**Written request 1**
Edit the page on CloudnativePG and node draining: reproduce it from "Current primary is" up to and including "in different nodes.", replacing "controller" with "operator".

Skip to content

CloudnativePG, PDB and draining nodes

When a node is cordoned, Kubernetes creates a taint on the node and marks it as unschedulable. This prevents new pods from being scheduled on the node.

We can see the taint in a cordoned node

spec:
  taints:
  - effect: NoSchedule
    key: node.kubernetes.io/unschedulable
  unschedulable: true

By default, Cloudnative PG creates a pod disruption budget with no allowed disruptions to protect the primary instance. If the node where the primary instance is cordoned, the operator will try to find a replica in another node and then promote it to primary. Once the promotion has been done, the former primary can be evicted with a node drain.

It is easy to check this behaviour. Simply cordon the node where the replica is, and see the logs in the controller. We can get this kind of messages.

Primary is running on an unschedulable node, will try switching over

If all the replicas are in not ready nodes, the pdb will continue blocking the drain operations.

Current primary is running on unschedulable node, but there are no valid candidates

In that situation, we must move a replica to another node an let the controller do a promotion, for example, with a restart with cnpg cli. A good practice can be to setup the anti-affinity in the cluster resource to ensure every replica in deployed in different nodes.

Disabling

That pdb creation can be disabled via spec.enablePDB in the cluster resource. This feature is available since the v1.23.0 release.

apiVersion: postgresql.cnpg.io/v1
kind: Cluster
metadata:
  name: mycluster
spec:
  enablePDB: false

Karpenter

There is a problem with karpenter and this behaviour. Karpenter knows there is pdb in the node with no allowed disruption and the node will not be disrupted.

You can get events like this

DisruptionBlocked
Cannot disrupt Node: pdb "mynamespace/mycluster-primary" prevents pod evictions

In order to permit a node to be disrupted by karpenter you must move the primary instaces to another nodes.

In production environents:

  • Use pod antiaffinity to have the cnpg instances in different nodes
  • Rotate all the primary instances to a single node to permit a more optimized karpenter consolidation
  • After the consolidation, rotate some of that primary instances to another nodes.

See what nodes cannot be disrupted

kubectl get events --all-namespaces --field-selector involvedObject.kind=Node | grep pdb

See the cluster information (needs the kubectl cnpg plugin installed)

kubectl get clusters --all-namespaces -o jsonpath='{range .items[*]}{.metadata.namespace}{"\t"}{.metadata.name}{"\t"}{.status.currentPrimary}{"\n"}{end}' | while read namespace cluster primary; do
    node=$(kubectl get pod $primary -n $namespace -o jsonpath='{.spec.nodeName}')
    echo "############### CLUSTER $cluster ###############"
    kubectl cnpg status $cluster -n $namespace | grep -A 6 "Instances status"
    nodepool=$(kubectl get node $node -o jsonpath='{.metadata.labels.karpenter\.sh/nodepool}')
    echo ">>>> The cluster is in the nodepool $nodepool. Showing nodes:"
    kubectl get nodes -l karpenter\.sh/nodepool=$nodepool
    echo ">>>> Promotion command: <kubectl cnpg -n $namespace promote $cluster REPLICAID>"
    echo "##############################"
done

[Dataset rows showing where objects appear]
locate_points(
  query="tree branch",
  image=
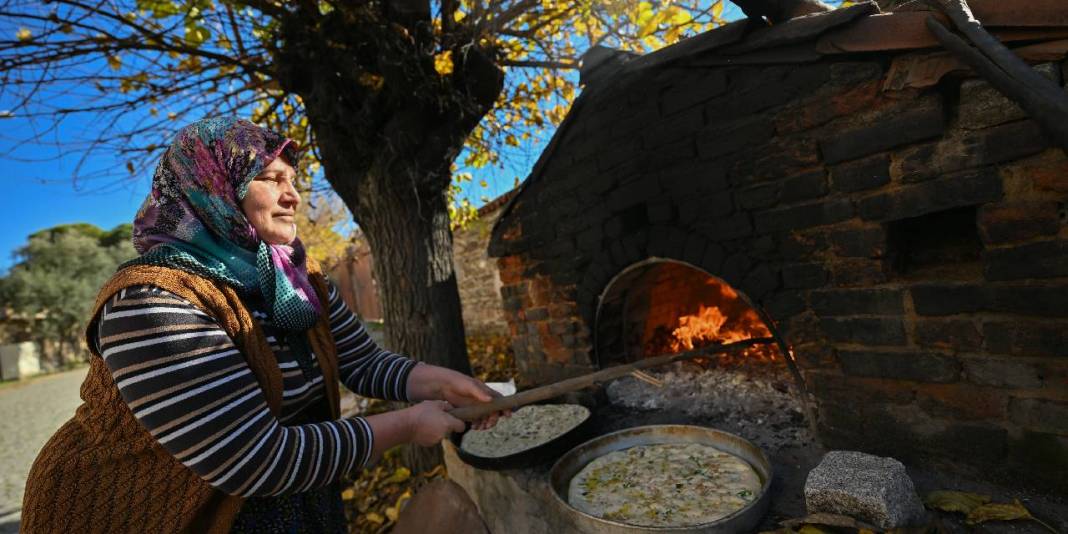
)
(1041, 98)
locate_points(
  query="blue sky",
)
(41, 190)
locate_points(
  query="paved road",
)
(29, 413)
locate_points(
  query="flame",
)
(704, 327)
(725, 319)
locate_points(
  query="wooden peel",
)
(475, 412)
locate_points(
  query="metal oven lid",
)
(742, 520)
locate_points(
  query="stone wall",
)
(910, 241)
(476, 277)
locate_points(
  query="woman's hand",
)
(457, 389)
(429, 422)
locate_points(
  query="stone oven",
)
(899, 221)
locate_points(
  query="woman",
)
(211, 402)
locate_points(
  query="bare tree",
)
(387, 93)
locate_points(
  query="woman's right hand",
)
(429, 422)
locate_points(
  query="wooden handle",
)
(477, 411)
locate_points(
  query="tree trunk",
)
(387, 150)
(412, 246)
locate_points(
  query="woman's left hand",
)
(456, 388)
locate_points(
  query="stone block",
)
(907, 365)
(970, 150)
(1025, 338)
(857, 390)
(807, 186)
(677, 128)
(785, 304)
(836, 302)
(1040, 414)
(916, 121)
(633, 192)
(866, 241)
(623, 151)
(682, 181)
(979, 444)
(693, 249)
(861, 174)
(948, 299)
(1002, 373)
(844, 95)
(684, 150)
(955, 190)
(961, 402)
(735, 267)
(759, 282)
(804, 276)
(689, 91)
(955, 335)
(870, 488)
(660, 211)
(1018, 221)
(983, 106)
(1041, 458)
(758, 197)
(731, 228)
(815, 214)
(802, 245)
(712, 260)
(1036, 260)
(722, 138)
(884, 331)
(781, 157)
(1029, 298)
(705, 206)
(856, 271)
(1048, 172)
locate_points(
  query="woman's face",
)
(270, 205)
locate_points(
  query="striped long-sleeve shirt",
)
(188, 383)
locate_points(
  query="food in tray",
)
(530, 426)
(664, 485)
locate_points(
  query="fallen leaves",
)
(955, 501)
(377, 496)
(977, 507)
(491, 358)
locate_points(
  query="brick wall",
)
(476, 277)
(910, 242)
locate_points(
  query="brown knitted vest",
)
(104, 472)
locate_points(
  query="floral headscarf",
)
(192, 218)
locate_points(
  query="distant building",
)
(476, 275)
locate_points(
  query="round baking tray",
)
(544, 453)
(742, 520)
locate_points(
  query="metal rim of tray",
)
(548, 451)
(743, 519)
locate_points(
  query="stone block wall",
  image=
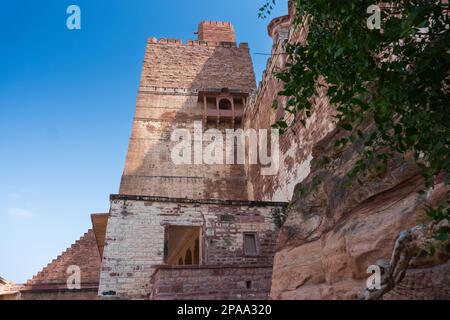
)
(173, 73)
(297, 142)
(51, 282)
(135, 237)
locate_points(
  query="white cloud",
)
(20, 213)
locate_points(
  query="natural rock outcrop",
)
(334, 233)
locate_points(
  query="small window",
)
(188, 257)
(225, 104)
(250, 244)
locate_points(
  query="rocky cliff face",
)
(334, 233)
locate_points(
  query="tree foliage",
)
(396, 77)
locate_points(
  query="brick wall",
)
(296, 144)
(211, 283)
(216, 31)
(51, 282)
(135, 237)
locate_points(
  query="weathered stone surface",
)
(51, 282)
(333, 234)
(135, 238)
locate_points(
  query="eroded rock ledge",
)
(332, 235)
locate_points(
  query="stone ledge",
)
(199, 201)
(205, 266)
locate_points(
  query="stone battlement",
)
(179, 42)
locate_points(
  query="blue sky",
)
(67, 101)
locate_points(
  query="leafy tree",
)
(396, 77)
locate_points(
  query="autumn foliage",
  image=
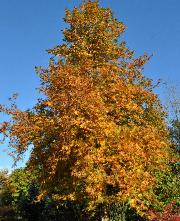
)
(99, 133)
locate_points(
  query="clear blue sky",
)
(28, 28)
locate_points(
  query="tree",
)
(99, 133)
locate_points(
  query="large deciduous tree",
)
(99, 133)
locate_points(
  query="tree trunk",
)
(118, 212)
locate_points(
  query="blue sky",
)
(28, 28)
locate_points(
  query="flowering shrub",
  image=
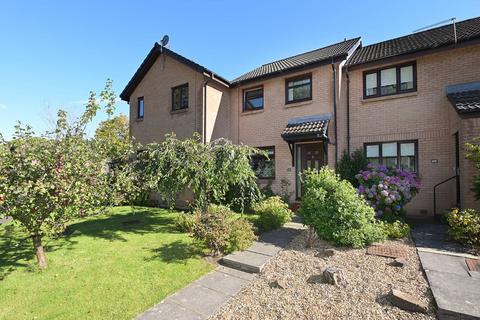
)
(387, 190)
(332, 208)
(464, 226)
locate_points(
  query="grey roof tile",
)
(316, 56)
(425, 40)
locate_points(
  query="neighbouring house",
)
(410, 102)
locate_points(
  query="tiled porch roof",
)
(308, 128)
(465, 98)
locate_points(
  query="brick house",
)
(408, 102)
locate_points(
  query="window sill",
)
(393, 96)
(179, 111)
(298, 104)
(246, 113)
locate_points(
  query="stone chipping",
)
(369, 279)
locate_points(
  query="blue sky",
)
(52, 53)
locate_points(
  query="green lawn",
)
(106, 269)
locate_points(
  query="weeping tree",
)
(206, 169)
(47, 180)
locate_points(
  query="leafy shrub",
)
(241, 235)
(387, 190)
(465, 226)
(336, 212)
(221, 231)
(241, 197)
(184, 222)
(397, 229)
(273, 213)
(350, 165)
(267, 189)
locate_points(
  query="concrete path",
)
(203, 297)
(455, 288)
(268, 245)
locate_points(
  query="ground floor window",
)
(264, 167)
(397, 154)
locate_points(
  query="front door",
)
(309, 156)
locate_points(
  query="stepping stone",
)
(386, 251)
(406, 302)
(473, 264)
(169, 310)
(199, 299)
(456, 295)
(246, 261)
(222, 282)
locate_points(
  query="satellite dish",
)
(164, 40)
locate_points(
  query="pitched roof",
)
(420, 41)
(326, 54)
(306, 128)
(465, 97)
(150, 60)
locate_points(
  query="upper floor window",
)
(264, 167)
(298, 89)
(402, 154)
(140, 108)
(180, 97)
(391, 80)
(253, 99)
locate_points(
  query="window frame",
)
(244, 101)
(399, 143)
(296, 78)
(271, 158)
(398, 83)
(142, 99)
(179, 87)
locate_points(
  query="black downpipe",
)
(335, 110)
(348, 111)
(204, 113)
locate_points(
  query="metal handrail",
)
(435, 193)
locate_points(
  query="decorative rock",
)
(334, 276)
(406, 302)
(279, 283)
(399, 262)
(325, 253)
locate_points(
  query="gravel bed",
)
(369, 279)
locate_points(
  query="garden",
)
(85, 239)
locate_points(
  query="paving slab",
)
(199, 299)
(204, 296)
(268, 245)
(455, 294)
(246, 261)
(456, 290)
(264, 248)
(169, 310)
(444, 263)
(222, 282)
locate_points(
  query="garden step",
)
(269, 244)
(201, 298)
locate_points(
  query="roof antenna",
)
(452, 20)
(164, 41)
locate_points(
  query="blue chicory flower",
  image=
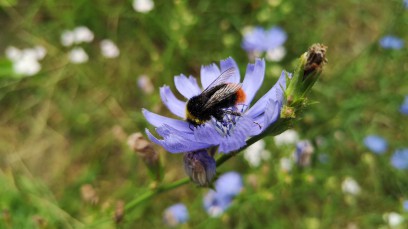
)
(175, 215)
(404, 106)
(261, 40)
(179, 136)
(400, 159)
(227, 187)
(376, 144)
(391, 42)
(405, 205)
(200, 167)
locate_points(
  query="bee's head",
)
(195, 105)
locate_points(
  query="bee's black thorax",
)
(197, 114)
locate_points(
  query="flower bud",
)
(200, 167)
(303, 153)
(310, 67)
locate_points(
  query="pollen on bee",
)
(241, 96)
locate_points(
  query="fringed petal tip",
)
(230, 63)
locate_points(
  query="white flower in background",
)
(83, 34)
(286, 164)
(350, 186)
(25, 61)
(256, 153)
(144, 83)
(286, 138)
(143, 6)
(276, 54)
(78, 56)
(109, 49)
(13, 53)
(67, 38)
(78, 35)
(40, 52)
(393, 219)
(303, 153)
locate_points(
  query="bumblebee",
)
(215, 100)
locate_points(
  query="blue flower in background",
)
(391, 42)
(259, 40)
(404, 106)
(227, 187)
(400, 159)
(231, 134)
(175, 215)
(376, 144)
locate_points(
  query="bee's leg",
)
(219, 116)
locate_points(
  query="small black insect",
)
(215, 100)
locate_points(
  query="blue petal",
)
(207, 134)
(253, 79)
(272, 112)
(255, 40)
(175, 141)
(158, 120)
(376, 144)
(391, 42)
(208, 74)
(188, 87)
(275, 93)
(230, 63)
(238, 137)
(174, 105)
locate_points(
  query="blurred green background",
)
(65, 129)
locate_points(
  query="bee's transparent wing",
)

**Written request 2**
Locate each line in the records that contains the string "stone" and copy those lines out.

**Final answer 1**
Current primary is running on unschedulable node, but there are no valid candidates

In that situation, we must move a replica to another node an let the operator do a promotion, for example, with a restart with cnpg cli. A good practice can be to setup the anti-affinity in the cluster resource to ensure every replica in deployed in different nodes.

**Final answer 2**
  query="stone wall",
  query="stone oven",
  query="stone block",
  query="stone block wall",
  query="weathered stone surface",
  query="stone ledge",
  query="stone battlement",
  query="stone chipping",
  query="stepping stone",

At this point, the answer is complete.